» **Exercise task**: Copy out every one of the lines below word for word.

» **Labels for object points**:
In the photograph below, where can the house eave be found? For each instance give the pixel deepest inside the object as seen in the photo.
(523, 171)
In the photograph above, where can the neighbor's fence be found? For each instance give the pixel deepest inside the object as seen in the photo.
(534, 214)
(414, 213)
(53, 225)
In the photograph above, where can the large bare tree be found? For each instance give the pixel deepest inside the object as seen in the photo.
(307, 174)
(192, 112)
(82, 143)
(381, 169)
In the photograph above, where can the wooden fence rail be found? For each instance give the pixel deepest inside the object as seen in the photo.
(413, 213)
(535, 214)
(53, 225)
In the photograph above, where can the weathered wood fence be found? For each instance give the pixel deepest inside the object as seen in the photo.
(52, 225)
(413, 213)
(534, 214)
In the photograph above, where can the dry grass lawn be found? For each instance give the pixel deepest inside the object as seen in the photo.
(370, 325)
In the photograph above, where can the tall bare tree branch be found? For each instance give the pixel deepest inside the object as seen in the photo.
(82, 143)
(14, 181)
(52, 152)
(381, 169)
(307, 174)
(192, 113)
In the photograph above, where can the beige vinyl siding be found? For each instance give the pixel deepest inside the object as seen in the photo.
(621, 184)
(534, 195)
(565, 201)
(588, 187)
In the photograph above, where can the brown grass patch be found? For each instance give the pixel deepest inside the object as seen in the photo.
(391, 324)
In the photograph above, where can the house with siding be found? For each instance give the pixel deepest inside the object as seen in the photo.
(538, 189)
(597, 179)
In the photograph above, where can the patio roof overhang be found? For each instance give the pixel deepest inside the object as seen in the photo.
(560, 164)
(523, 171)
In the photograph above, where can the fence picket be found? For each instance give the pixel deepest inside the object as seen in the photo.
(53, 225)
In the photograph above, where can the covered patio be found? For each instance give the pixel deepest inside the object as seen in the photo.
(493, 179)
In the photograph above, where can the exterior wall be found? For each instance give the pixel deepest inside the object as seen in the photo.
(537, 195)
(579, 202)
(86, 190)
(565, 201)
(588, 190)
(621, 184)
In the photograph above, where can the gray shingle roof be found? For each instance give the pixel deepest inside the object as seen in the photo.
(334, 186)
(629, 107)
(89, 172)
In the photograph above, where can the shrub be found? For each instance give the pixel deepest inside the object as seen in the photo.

» **Output below**:
In the photograph below, where can the house eave be found? For each instance give the pixel deepest inside the object as seen in the photo.
(523, 171)
In the photograph above, where can the neighbor's fence be found? For each instance give the pixel deepest inside the object as seen in the photo.
(534, 214)
(414, 213)
(53, 225)
In the photograph above, where can the large bare tree be found? For each instance give the pixel deepest inside the object as seen in the photo.
(307, 174)
(192, 112)
(82, 143)
(381, 169)
In the photograph above, where can the wooden fence rail be found? For each instance give the pixel deepest inside the object as seen in the photo.
(413, 213)
(535, 214)
(53, 225)
In the photograph above, where can the weathered wood fence be found? For each instance give the pixel deepest inside the object as seen in the photo.
(52, 225)
(413, 213)
(534, 214)
In the photograph above, where can the dry grass lawn be found? For each instance give the pixel deepest inside the object as seen in the photo.
(370, 325)
In the photograph above, where can the tall bare tree branch be found? For each instance give the pixel deepest inside the object as seen in the photo.
(82, 143)
(14, 181)
(52, 152)
(381, 169)
(307, 174)
(192, 113)
In the photograph above, where can the beige vinyl siding be found? For each instance give the pixel deepest inside the object as seen in the photo.
(621, 184)
(534, 195)
(565, 201)
(588, 187)
In the photograph above, where can the brown grass patch be found? For each instance give the pixel deepest inside the object as seen in the photo.
(391, 324)
In the photograph above, where can the house with siding be found? For each instance give the pixel deepest inside the object as seen in the photo.
(538, 189)
(597, 179)
In the photograph above, where can the patio roof overhang be found? For each instance give the pixel deepest inside the object as seen in the photo.
(560, 164)
(523, 171)
In the photograph above, where can the fence picket be found? For each instance give the pixel deepest inside the object as seen in the photo.
(53, 225)
In the photograph above, where can the covered patio be found? For each instance give the pixel deepest inside the object as seen in the photo.
(493, 179)
In the photograph above, where can the exterior wall be found? For each instance give the pixel deepest inside the object as seen in the photo.
(537, 195)
(579, 202)
(86, 190)
(565, 201)
(588, 190)
(621, 184)
In the photograph above, where can the gray shingle roof be found? For each instance give the pixel deepest inside the object as seen in the photo.
(334, 186)
(629, 107)
(89, 172)
In the photograph above, where can the shrub be found? For each instance give the pixel deepest inside the object as seen in the photo.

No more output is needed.